**Task directions:**
Your task is to write out exactly the lines from the line containing "Find the dirt" through the end of the records, inclusive at both ends.

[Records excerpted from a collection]

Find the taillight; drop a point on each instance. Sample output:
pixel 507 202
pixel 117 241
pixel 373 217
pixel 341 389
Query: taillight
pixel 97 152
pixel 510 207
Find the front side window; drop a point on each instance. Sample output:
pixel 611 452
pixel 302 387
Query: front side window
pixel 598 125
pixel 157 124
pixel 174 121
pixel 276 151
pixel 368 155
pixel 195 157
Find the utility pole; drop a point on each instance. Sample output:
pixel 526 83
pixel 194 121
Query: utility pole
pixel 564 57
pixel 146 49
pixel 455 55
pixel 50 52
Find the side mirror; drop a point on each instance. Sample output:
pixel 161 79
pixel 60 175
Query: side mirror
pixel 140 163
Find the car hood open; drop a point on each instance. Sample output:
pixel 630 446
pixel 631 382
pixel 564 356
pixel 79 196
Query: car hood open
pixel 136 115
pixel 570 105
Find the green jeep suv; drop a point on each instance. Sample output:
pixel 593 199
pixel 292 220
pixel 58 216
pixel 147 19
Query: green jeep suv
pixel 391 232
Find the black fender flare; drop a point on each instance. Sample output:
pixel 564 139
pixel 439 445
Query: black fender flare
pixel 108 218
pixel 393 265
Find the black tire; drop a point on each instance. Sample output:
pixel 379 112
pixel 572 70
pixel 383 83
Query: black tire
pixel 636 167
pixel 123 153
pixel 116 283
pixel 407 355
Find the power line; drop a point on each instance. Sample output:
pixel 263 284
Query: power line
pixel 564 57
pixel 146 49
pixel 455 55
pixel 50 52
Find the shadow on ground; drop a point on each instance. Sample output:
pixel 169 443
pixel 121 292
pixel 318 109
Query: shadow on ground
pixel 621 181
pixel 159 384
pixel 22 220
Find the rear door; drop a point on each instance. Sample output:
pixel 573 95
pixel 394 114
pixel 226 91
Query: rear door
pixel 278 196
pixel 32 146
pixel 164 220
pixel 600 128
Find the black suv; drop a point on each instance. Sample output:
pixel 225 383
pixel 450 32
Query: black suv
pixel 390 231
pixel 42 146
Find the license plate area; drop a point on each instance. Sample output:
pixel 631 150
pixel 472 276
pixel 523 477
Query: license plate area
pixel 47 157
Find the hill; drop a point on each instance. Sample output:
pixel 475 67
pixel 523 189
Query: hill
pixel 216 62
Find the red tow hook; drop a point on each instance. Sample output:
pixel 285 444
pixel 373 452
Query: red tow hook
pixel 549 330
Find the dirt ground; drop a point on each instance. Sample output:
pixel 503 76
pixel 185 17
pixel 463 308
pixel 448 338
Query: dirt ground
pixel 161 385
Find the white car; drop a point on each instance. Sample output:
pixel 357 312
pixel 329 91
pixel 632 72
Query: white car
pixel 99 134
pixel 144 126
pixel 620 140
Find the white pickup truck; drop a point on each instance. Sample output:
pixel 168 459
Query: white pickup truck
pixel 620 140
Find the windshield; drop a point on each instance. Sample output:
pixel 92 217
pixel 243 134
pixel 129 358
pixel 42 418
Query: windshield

**Task solution:**
Find the dirt ground; drop a point on each instance. Sample output:
pixel 503 76
pixel 185 17
pixel 463 308
pixel 448 338
Query: dirt ground
pixel 161 385
Find the white car; drop a point on each instance. Sample output:
pixel 357 312
pixel 329 91
pixel 632 72
Query: white car
pixel 99 134
pixel 144 126
pixel 620 140
Find the white pickup truck; drop a point on each instance. Sample output:
pixel 168 459
Query: white pickup truck
pixel 620 140
Find the windshield; drop a point on each instance. Sample output:
pixel 92 217
pixel 243 134
pixel 129 358
pixel 42 418
Query: windshield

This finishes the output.